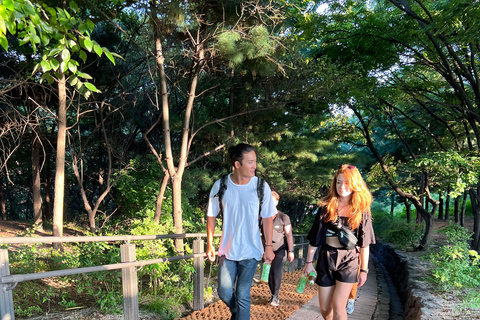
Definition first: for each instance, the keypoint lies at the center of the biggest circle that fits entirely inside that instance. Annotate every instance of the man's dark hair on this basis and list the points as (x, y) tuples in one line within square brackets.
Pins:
[(236, 152)]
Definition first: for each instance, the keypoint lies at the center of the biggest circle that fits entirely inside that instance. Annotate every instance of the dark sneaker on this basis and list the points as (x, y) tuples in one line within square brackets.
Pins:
[(275, 302), (350, 306)]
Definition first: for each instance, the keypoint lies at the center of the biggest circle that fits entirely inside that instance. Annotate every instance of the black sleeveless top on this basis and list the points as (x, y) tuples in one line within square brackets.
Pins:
[(320, 229)]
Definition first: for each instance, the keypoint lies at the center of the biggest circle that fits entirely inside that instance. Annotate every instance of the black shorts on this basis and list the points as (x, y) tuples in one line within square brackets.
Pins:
[(336, 265)]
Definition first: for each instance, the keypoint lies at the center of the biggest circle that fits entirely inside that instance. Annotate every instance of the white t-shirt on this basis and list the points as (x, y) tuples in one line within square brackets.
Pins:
[(241, 234)]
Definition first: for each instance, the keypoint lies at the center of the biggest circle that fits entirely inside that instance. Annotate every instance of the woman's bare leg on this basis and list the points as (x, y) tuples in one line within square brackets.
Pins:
[(325, 296), (339, 300)]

**Activity**
Return the data word for word without its pictures.

**Response box**
Definition first: for each instance, the keypoint lies at the center of the biggest circle that fits entirely inside that instance. Annotate every instance of the man's dark hair on this basis and list the points as (x, y) tuples in one line within square brackets.
Pins:
[(236, 152)]
Definition first: for each instance, the keypoint lies at the center of the biggest circle that fits entirely inside that instance. Annotate every instance of the dark sneaker on this basis and list the points as (x, y) tuples in one line within square brackets.
Pins:
[(275, 302), (350, 306)]
Definition first: for each instance, the keypoint lies at the center of the biggest circle that fits entirely inside that instance. Annotate every instance of the black sleeveless top on this basis and list the points as (x, y) tuples in one line within square brackets.
Pins:
[(320, 229)]
Definition first: for each instance, the keypoint lies at the center of the biggest circle that fits entirely inside that instance. Annotate every instance of the black shorts on this basis and list the points as (x, y) tuples in one line within square brackets.
Pins:
[(336, 265)]
Definition first: for each instance, the keypoint lies at the center of the biggest circle that fits entirely inside that instance. Annotate every instance of the white t-shirt on this basis and list the points as (x, y) tuples in one line within square brackets.
Pins:
[(241, 234)]
Definition first: for each instance, the keypoint lies at the center of the biggest circle that fits entirely inside that instance. Annotate every instance of the woman's bare leg on this basis and list the points as (x, y) tuples in one line within square brackets.
Pins:
[(325, 296), (339, 300)]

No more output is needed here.